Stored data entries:
══════

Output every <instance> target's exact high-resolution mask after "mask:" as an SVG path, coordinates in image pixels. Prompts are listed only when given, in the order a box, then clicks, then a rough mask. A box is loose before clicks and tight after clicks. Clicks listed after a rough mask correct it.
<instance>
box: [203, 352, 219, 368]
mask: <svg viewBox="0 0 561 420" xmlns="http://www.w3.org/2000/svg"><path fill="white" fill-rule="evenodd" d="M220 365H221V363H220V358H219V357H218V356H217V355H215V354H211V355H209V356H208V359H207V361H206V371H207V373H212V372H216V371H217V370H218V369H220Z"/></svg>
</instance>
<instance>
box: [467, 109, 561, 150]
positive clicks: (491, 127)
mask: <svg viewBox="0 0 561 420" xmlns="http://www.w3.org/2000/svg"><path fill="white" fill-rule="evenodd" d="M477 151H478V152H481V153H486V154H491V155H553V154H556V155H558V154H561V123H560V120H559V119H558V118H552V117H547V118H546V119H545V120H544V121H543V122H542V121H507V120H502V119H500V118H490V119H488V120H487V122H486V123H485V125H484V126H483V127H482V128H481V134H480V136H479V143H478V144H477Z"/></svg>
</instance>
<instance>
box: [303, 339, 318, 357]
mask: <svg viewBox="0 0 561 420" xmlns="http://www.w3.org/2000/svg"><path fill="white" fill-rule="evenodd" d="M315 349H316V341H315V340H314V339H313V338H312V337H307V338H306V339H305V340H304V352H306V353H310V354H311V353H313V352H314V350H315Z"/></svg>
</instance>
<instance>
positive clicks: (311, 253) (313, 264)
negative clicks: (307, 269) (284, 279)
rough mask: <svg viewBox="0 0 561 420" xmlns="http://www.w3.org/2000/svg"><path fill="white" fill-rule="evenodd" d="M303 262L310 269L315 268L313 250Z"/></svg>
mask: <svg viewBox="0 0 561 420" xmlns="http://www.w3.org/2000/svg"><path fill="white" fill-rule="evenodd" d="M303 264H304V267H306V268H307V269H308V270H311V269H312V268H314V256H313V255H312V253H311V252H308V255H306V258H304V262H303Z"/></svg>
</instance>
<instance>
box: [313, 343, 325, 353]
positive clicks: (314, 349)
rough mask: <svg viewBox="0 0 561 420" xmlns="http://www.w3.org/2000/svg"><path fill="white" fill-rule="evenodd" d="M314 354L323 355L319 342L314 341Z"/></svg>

══════

• [Description of the task]
Each record should be given again exactly as it reads.

• [Answer to the exercise]
Output every <instance> target's exact high-resolution mask after "mask:" as an SVG path, coordinates in image pixels. Prompts are listed only when given, in the order a box, then clicks, then a rough mask. A box is loose before clicks and tight after clicks. Clicks listed after a rough mask correct it.
<instance>
box: [203, 352, 219, 368]
mask: <svg viewBox="0 0 561 420" xmlns="http://www.w3.org/2000/svg"><path fill="white" fill-rule="evenodd" d="M220 365H221V363H220V358H219V357H218V356H217V355H215V354H211V355H209V356H208V359H207V361H206V371H207V373H212V372H216V371H217V370H218V369H220Z"/></svg>
</instance>
<instance>
box: [467, 109, 561, 150]
positive clicks: (491, 127)
mask: <svg viewBox="0 0 561 420" xmlns="http://www.w3.org/2000/svg"><path fill="white" fill-rule="evenodd" d="M477 151H478V152H481V153H486V154H491V155H553V154H556V155H558V154H561V123H560V120H559V119H558V118H552V117H547V118H546V119H545V120H544V121H543V122H542V121H507V120H502V119H500V118H490V119H488V120H487V122H486V123H485V125H484V126H483V127H482V128H481V134H480V136H479V143H478V144H477Z"/></svg>
</instance>
<instance>
box: [303, 339, 318, 357]
mask: <svg viewBox="0 0 561 420" xmlns="http://www.w3.org/2000/svg"><path fill="white" fill-rule="evenodd" d="M315 349H316V341H315V340H314V339H313V338H312V337H307V338H306V339H305V340H304V352H306V353H310V354H311V353H313V352H314V350H315Z"/></svg>
</instance>
<instance>
positive clicks: (311, 253) (313, 264)
negative clicks: (307, 269) (284, 279)
rough mask: <svg viewBox="0 0 561 420" xmlns="http://www.w3.org/2000/svg"><path fill="white" fill-rule="evenodd" d="M303 262L310 269L315 268L313 250Z"/></svg>
mask: <svg viewBox="0 0 561 420" xmlns="http://www.w3.org/2000/svg"><path fill="white" fill-rule="evenodd" d="M303 264H304V267H306V268H307V269H308V270H311V269H312V268H314V256H313V255H312V253H311V252H308V255H306V258H304V262H303Z"/></svg>
</instance>
<instance>
box: [313, 343, 325, 353]
positive clicks: (314, 349)
rough mask: <svg viewBox="0 0 561 420" xmlns="http://www.w3.org/2000/svg"><path fill="white" fill-rule="evenodd" d="M314 354L323 355L319 342L314 341Z"/></svg>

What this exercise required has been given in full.